> **OBJECTIVE**
Reproduce every item below, swapping "coordinates" for "position values" wherever it occurs and keeping everything else the same.

> **PROVIDED INFORMATION**
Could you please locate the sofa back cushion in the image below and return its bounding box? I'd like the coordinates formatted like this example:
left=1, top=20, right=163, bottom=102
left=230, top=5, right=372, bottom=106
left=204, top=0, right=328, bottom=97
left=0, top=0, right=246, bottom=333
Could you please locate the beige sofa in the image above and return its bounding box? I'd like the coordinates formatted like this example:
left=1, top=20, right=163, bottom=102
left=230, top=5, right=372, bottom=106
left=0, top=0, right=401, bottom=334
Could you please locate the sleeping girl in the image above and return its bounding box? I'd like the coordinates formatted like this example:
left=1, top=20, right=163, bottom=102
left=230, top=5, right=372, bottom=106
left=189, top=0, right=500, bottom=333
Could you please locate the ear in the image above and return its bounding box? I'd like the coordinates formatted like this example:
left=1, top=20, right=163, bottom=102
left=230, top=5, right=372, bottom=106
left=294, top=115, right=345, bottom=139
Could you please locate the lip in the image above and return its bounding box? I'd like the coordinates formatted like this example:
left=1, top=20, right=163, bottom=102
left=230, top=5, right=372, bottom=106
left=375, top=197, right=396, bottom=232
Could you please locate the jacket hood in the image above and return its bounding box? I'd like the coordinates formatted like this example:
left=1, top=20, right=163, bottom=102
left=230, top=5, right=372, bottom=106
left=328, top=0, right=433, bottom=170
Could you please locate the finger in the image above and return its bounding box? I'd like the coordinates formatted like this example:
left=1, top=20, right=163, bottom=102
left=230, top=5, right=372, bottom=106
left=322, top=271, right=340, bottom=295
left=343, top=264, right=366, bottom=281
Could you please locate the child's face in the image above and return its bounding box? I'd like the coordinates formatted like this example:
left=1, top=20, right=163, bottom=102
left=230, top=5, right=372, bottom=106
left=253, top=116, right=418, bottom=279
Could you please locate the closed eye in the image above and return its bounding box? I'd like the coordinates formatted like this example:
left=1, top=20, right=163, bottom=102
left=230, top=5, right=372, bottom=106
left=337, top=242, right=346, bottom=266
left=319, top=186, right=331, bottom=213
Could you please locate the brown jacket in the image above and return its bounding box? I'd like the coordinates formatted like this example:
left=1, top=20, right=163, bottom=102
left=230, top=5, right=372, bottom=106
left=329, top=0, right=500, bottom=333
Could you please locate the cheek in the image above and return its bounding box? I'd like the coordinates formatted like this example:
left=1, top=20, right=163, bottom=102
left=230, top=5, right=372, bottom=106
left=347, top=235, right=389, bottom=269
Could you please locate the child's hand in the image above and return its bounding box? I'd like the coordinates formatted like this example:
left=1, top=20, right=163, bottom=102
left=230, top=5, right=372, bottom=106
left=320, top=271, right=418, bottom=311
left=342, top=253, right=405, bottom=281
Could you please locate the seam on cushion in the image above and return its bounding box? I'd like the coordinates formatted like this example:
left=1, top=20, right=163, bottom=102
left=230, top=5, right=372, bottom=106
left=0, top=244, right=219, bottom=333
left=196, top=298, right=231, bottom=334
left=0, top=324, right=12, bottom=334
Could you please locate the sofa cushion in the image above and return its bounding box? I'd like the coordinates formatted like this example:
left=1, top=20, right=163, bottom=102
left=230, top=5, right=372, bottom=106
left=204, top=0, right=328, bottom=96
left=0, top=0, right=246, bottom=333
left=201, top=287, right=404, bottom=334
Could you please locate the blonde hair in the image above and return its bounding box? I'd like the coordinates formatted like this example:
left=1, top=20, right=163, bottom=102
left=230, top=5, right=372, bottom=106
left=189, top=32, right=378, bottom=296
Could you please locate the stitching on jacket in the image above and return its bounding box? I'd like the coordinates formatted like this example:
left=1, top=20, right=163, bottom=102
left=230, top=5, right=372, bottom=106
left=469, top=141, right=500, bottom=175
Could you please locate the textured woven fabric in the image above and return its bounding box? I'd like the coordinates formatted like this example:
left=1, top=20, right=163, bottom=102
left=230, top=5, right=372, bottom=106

> **THE ANSWER**
Could you please locate the sofa back cushion in the image below and return its bounding box? I'd like the position values formatted like this example:
left=1, top=20, right=163, bottom=102
left=230, top=5, right=372, bottom=106
left=204, top=0, right=328, bottom=97
left=0, top=0, right=246, bottom=333
Could you please locate the beige sofa in the image above and return its bounding box? I'd like the position values formatted like this example:
left=1, top=20, right=163, bottom=102
left=230, top=5, right=372, bottom=106
left=0, top=0, right=401, bottom=334
Could you please locate the sleeping girl in the image above and return its bounding box? I'd like the position values formatted like this example:
left=1, top=20, right=163, bottom=102
left=230, top=5, right=372, bottom=106
left=189, top=0, right=500, bottom=333
Could you please locate the ear in the image above and return its bounding box? I'd like the position values formatted like this example:
left=1, top=20, right=163, bottom=102
left=230, top=5, right=372, bottom=106
left=294, top=115, right=345, bottom=139
Could you please locate the lip in the image above and return its bounding box? I'd like the position values formatted like this example:
left=1, top=20, right=163, bottom=102
left=230, top=5, right=372, bottom=106
left=375, top=197, right=396, bottom=232
Could you please locate the jacket hood in the image above and return its bounding box? I'd like the position values formatted like this example:
left=1, top=20, right=163, bottom=102
left=230, top=5, right=372, bottom=106
left=328, top=0, right=433, bottom=170
Could you please locate the finger in the image above and return its bounding box? I'd like the position values formatted like this example:
left=1, top=20, right=163, bottom=102
left=230, top=5, right=372, bottom=106
left=322, top=271, right=340, bottom=295
left=343, top=264, right=366, bottom=281
Could you please locate the child's face in the image above and return its bounding box? I'd like the position values formatted like this example:
left=1, top=20, right=163, bottom=102
left=230, top=5, right=372, bottom=106
left=253, top=116, right=418, bottom=279
Could you please locate the closed eye in the image above and return its bounding box? I'd like the position values formatted like this example:
left=1, top=20, right=163, bottom=102
left=230, top=5, right=372, bottom=106
left=337, top=242, right=346, bottom=266
left=319, top=186, right=331, bottom=213
Could you please locate the brown jacket in the image above and return its bounding box? I'd like the position values formatted like this example:
left=1, top=20, right=163, bottom=102
left=230, top=5, right=372, bottom=106
left=329, top=0, right=500, bottom=333
Could you please locate the cheek in the image above and return its bounding box? I'd like the position values formatted like this example:
left=1, top=20, right=163, bottom=102
left=230, top=5, right=372, bottom=106
left=347, top=235, right=389, bottom=269
Could you please locate the child's hand in the image above and return its bounding box? I'd like the position values formatted like this example:
left=1, top=20, right=163, bottom=102
left=230, top=5, right=372, bottom=106
left=320, top=271, right=418, bottom=311
left=342, top=253, right=405, bottom=281
Could you please locate the seam on cushion in the image above and return its bounding box? I'd like the position values formatted like this example:
left=1, top=20, right=163, bottom=102
left=230, top=5, right=372, bottom=106
left=0, top=244, right=219, bottom=333
left=196, top=298, right=231, bottom=334
left=0, top=324, right=12, bottom=334
Could you please locate the sofa cushion in the image above and return its bounding box? I'd like the position values formatted like this example:
left=1, top=20, right=163, bottom=102
left=230, top=5, right=372, bottom=106
left=204, top=0, right=328, bottom=96
left=0, top=0, right=246, bottom=333
left=201, top=287, right=404, bottom=334
Could you please locate the blonde hair in the image above and return its bounding box? I'd like the position values formatted like this example:
left=1, top=20, right=163, bottom=102
left=230, top=5, right=372, bottom=106
left=189, top=32, right=378, bottom=296
Could you please locate the stitching on jacket in the image above and return its bounding box? I'd like the position values formatted like this example:
left=1, top=20, right=163, bottom=102
left=230, top=5, right=372, bottom=106
left=469, top=141, right=500, bottom=175
Could you please locate the textured woven fabric in the image above and return its bounding box? I'd like the position values formatted like this example:
left=1, top=20, right=163, bottom=102
left=230, top=5, right=372, bottom=106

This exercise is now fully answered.